----- Entries shown

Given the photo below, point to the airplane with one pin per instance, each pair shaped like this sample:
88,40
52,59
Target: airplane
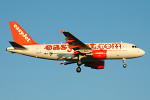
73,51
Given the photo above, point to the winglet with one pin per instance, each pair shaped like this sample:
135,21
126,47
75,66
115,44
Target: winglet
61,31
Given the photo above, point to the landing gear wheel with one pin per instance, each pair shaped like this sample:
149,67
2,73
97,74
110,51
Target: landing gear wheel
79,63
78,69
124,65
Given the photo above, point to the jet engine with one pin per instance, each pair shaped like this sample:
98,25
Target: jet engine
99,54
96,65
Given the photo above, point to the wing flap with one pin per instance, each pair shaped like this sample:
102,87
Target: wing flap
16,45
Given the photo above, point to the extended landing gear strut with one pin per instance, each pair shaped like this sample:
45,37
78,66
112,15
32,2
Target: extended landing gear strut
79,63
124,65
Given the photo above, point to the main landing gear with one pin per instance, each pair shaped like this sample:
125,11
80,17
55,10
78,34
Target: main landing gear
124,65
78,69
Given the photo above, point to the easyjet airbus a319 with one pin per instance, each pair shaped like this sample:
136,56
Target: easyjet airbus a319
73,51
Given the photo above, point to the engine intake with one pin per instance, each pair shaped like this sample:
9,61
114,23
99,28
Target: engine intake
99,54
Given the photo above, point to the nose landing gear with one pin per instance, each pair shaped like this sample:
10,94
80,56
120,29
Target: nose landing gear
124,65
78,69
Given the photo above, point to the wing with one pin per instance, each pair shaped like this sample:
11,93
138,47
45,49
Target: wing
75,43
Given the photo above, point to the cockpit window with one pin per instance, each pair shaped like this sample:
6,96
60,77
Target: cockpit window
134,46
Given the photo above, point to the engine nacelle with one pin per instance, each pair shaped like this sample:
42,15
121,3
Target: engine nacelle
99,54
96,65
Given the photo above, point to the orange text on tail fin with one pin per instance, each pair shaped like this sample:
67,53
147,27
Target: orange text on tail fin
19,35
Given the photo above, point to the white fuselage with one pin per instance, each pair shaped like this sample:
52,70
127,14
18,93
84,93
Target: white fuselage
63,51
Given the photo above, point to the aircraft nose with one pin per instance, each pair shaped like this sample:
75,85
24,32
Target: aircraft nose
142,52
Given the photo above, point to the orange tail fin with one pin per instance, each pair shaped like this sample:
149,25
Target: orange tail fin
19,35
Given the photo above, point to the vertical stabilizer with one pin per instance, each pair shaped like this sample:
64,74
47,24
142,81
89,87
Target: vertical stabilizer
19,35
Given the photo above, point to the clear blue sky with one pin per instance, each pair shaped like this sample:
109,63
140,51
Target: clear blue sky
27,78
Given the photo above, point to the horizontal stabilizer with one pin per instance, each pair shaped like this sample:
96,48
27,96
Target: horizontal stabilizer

----------

Exercise description. Write out again, exactly, the lines from the one holding "Given the photo above, point to the orange tail" through the end of the listing, with both ends included.

Written reply.
Given the photo above, point to the orange tail fin with one pin per instance, each pair shaped like this sample:
149,25
Target: orange tail fin
19,35
Given the photo above, point to the vertical stabilizer with one pin per instance, each pair shaped like this sample:
64,74
47,24
142,81
89,87
Target: vertical stabilizer
19,35
Given the photo above, point to the clear blue sky with one pin per instance, each pair shaped like this sample:
109,63
140,51
Target: clear blue sky
27,78
Given the photo above, point to the horizontal stabilizer with one pin per instance, each pair shaped like this sample:
96,48
27,96
Target: horizontal stabilizer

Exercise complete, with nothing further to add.